= Work to be completed =
Render the lines starting at the one containing "Task: indicate the dark" and ending at the one containing "x=736 y=296" as a JSON list of strings, one string per line, leaving out any blank lines.

--- begin Material ---

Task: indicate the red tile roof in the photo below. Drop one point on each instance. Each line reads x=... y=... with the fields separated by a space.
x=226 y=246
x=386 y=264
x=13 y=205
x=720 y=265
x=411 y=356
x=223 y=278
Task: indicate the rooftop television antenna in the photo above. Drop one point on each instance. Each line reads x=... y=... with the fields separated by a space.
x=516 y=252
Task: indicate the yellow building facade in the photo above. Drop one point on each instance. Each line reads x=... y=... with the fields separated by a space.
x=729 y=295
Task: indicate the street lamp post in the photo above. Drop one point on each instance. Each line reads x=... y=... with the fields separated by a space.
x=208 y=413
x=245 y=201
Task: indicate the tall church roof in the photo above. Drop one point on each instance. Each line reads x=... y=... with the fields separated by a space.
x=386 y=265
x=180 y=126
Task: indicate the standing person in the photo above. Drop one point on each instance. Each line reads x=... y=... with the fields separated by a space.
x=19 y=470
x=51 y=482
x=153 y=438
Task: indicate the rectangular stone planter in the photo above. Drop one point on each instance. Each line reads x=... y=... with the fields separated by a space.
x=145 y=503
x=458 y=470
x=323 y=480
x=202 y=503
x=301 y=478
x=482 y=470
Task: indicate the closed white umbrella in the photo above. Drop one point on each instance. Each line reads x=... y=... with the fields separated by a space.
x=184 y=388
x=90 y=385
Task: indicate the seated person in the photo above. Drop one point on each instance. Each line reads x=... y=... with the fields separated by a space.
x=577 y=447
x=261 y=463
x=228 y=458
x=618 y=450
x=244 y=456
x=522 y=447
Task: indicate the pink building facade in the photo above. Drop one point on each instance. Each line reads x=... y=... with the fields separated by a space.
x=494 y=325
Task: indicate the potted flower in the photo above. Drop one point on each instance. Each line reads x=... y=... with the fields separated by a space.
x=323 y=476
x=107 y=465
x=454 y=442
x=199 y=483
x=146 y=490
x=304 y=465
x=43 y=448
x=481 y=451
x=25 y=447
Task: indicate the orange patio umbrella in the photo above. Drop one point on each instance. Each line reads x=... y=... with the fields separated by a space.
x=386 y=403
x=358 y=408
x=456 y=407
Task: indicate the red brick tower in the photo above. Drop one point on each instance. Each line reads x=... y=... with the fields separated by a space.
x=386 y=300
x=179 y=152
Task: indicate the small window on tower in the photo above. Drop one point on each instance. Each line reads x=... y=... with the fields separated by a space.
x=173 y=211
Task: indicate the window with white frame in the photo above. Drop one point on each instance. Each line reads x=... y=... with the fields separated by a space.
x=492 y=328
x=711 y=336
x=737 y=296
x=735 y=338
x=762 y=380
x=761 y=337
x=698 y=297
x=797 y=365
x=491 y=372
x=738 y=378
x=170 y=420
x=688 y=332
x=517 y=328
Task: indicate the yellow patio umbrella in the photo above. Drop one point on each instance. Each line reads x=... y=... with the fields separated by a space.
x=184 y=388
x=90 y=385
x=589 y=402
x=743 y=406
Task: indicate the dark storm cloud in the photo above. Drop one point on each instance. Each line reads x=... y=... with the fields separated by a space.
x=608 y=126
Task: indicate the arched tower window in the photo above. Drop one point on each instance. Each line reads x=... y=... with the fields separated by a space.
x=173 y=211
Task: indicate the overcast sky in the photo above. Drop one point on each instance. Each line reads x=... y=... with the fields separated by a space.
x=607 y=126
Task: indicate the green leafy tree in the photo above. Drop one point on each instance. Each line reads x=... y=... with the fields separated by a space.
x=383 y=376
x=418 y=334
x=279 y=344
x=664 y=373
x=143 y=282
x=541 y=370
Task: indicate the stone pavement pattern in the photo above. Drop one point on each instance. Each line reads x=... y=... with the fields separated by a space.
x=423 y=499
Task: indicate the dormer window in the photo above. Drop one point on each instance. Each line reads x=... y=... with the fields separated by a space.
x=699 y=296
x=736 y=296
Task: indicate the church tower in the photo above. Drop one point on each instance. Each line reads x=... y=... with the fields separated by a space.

--- end Material ---

= Answer in full =
[
  "Task: indicate the dark storm cloud in the photo above. Drop one point on each instance. Each line reads x=... y=... with the fields separated by a space.",
  "x=608 y=126",
  "Task: indicate the arched tower window in the photo above. Drop one point on each instance. Each line reads x=... y=... with the fields separated by a space.",
  "x=173 y=211",
  "Task: indicate the overcast sky in the photo above. Drop one point on each instance. Each line reads x=... y=... with the fields separated by a space.",
  "x=607 y=126",
  "Task: indicate the green leafy tree in the photo above. Drop one point on each instance. Each line reads x=... y=... with the fields separated by a space.",
  "x=383 y=376",
  "x=418 y=334",
  "x=279 y=344",
  "x=664 y=373",
  "x=143 y=282",
  "x=541 y=370",
  "Task: indicate the stone pavement pattern in the photo above. Drop one point on each instance. Each line reads x=... y=... with the fields separated by a space.",
  "x=423 y=499",
  "Task: indicate the dormer window in the photo above. Drop one point on each instance. Each line reads x=... y=... with the fields separated by a space.",
  "x=699 y=296",
  "x=736 y=296"
]